**Stated task 1**:
Decide whether each statement below agrees with the interview with Robert Broad. Answer each with yes or no, and quote the words of the interview that decide it.
(a) Robert Broad got his first camera in 1984.
(b) A shop developed his first roll of black and white film.
(c) His first darkroom was in the cellar of his own house.
**Stated task 2**: Carry on the interview with Robert Broad from the point where it stops.

**Extract to read**:
··········

Quote over Rob broad photoggraphy

An interview with Robert Broad, Photographer

R Hollis

An interview with Robert Broad, Photographer

Posted in Editorial

An interview with Robert Broad, Photographer

Written by Vicky Shepherd

Originally from Outwood, Wakefield born Robert Broad has spent a lot of his photography career documenting the District and its urban changes, recently sharing his visual findings with the City he loves. 

Robert’s ‘My North’ collection was exhibited at The Art House earlier this year. The collection shows a far cry from the built up, social hub we know now; this work focuses on the often overlooked details of Wakefield and how it evolved from a thriving mining district to the diverse hub of creativity we know today. 

Son of a Lofthouse collier himself, Robert grew up through the closure of the mining industry in Wakefield. However it wasn’t until 1984, the year before the Colliery’s closure, that Broad got his first camera. Throughout his early photography years Robert used his camera for fun, photographing friends and family around Outwood. It wasn’t until he got his own house in the 90s that he started to notice how much the city had changed.

We caught up with Robert to ask about his journey as a professional Photographer and what has inspired him throughout! Read how he came to have his first ever solo exhibition at The Art House!

 

Black and white photo of Wakefield bus station

Wakefield Bus Station 1998

When did you realise you had a passion for photography?

“I got my first camera in December 1984 from my mum’s Grattan Catalogue, it was an Olympus om20! Like most people I photographed family and friends and the village where I lived, always with colour film. 

It wasn’t until the late 80s I shot my first roll of black and white film. It was at Bolton Abbey on a day out, a friend of mine developed my film in his loft. I still remember going up there and seeing where the magic was done.

This opened up a whole new world to me, the idea of taking pictures and having them in your hand the same day was such a great thing to me.

In the early 90s I moved away from my parents and had my own house with a cellar, this was where I had my first darkroom and this is where I got my bug for photography and I guess where my passion started.”.

 

Through your photography journey, what has been the most helpful advice given to you?

“Some of the best advice I have been given didn’t come until much later and it was to study other photographers’ work, which I now do a lot of.

I have become a collector/ hoarder of photography books, films and magazines. I am constantly being inspired by work and people around me, trying to find my own direction.”

 

What was your proudest creative moment?

‘Last Day’ 2011

“In the early 90s I was involved with WAVES Magazine, a fan club publication for the Scottish Singer/ Songwriter Mike Scott, the Waterboys frontman. I was asked to take photographs on a couple of dates of his solo tour; these were published in the magazine. Being able to show my parents my pictures in a magazine, we were all quite chuffed.

··········

**Excerpted data**:
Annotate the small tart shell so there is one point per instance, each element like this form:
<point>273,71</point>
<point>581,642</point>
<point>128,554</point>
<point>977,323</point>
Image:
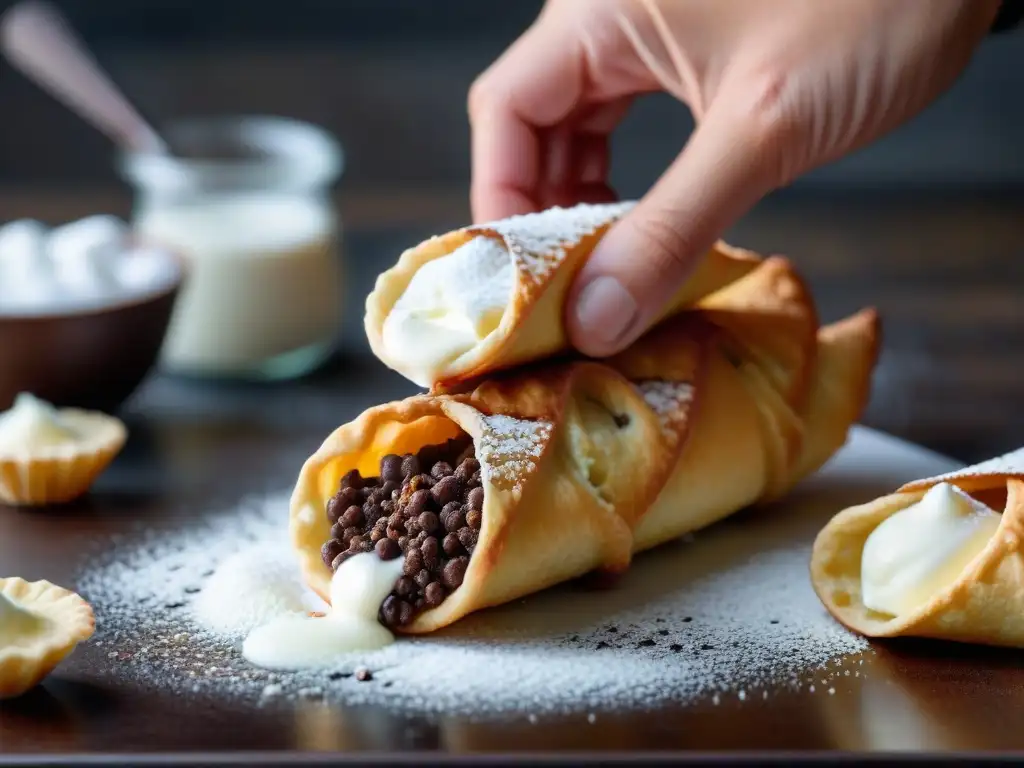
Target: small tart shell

··········

**Expected output 1**:
(a) Yes: "I got my first camera in December 1984 from my mum’s Grattan Catalogue"
(b) No: "a friend of mine developed my film in his loft"
(c) Yes: "had my own house with a cellar, this was where I had my first darkroom"

**Expected output 2**:
A close second was my ‘My North’ exhibition at The Art house in March this year of course! The idea for the exhibition came about in October/ November of 2021 when I approached Emily Ryalls, the head of Photography at The Art House, with a box of my prints and the possibility of doing something with them. 

I had so many, not just Wakefield but Newcastle, Halifax, Leeds, York and Huddersfield, I wasn’t sure where to start with them.

From the start these photographs were my personal work of home, parents, family and pets not really for public consumption, just for me. I like to go walking and being outdoors a lot, so I always took my camera wherever I went, and still do. So stood in the Tiled Room in The Art House with everything framed up, sharing these pictures to the community of Wakefield and the wider audience was such a great experience and I was so proud of what I had achieved with the great team at The Art House. 

And being the first Photographer to have my work exhibited I felt very humbled.”

 

Black and white image of Sandal Castle

‘Sandal Castle’

We understand your collection ‘My North” was inspired by the changes seen throughout the Wakefield District

in the 1990s, what drew you to want to base your work around your home city?

“‘My North’ originated from a photo essay I had to do as part of a CIty and Guilds Photography course I completed in 1994. I based it on Outwood which is where I am from, it involves photographing various aspects of village life, I also incorporated a lot of history on the area.

I started taking pictures of Wakefield as it was on my doorstep; recording its changes wasn’t for nostalgic reasons, at the time I thought it would be good to document the changes as I didn’t know anyone else who was doing it.

I had read in the local newspaper about the redevelopment of Wakefield Westgate. I spent about a month going down there recording the different stages of its demise; it was the same for the bus station and the Marsh Way Project. This became a project that grew from there, I eventually started to photograph the people living in the city.”

 

In addition to that, what made you decide on this collection now, after all these years?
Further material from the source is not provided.